▸ **Objective**
Count the lines in the items below that contain the string "driftwood", and give only that number.

▸ **Dataset records**
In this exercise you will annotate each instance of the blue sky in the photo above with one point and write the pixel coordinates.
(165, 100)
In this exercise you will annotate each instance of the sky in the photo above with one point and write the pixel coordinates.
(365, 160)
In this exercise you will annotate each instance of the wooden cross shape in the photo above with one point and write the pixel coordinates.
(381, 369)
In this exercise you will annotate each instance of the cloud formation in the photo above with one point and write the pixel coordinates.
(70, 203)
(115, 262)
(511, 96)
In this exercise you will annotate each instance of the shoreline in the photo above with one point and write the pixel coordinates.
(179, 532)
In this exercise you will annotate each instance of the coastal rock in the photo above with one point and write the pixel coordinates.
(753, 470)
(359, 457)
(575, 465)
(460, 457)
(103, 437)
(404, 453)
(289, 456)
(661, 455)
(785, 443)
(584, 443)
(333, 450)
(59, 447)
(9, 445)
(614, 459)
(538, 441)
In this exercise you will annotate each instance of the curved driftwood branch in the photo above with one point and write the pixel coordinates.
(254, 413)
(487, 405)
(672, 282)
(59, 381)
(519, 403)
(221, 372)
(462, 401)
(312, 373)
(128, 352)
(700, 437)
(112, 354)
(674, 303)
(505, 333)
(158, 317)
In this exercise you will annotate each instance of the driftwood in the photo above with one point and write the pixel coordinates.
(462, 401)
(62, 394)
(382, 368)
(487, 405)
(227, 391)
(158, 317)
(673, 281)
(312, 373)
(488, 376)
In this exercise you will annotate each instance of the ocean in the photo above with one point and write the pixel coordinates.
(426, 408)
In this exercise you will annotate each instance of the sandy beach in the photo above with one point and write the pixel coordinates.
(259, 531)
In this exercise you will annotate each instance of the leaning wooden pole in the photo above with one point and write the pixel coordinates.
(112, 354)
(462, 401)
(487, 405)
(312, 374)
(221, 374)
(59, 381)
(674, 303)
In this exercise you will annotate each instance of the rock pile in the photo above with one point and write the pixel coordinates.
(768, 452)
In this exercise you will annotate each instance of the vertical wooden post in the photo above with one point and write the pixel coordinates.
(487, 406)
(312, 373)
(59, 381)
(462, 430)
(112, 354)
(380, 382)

---

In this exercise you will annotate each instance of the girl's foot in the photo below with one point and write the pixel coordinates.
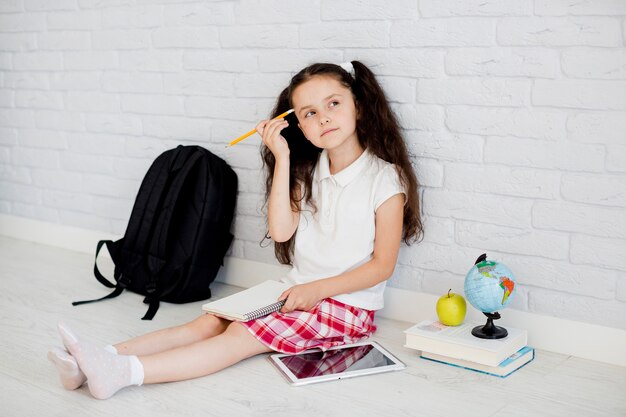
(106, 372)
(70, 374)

---

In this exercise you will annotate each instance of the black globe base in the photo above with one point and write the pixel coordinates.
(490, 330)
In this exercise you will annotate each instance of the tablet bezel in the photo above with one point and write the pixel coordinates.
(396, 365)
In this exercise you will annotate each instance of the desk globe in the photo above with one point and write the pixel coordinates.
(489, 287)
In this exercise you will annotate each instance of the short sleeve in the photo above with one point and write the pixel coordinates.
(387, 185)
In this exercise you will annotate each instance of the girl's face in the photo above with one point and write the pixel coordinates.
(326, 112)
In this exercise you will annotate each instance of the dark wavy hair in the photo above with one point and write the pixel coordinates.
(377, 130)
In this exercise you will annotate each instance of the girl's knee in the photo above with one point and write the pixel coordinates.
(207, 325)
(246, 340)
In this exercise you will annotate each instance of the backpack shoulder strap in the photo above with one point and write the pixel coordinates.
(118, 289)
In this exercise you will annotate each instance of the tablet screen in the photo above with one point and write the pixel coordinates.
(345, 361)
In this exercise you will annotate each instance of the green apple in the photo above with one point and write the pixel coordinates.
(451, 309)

▸ **The solution**
2